> Data records:
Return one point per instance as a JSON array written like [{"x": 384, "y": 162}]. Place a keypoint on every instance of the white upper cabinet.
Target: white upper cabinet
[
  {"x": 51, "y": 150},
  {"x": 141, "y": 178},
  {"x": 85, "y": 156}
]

> Brief:
Write the records out again. Keep every line exactly as it is.

> Answer to this problem:
Return one point per instance as a JSON array written like [{"x": 384, "y": 162}]. Place a keypoint on every instance of the white upper cabinet.
Target: white upper cabinet
[
  {"x": 51, "y": 150},
  {"x": 141, "y": 178},
  {"x": 85, "y": 156}
]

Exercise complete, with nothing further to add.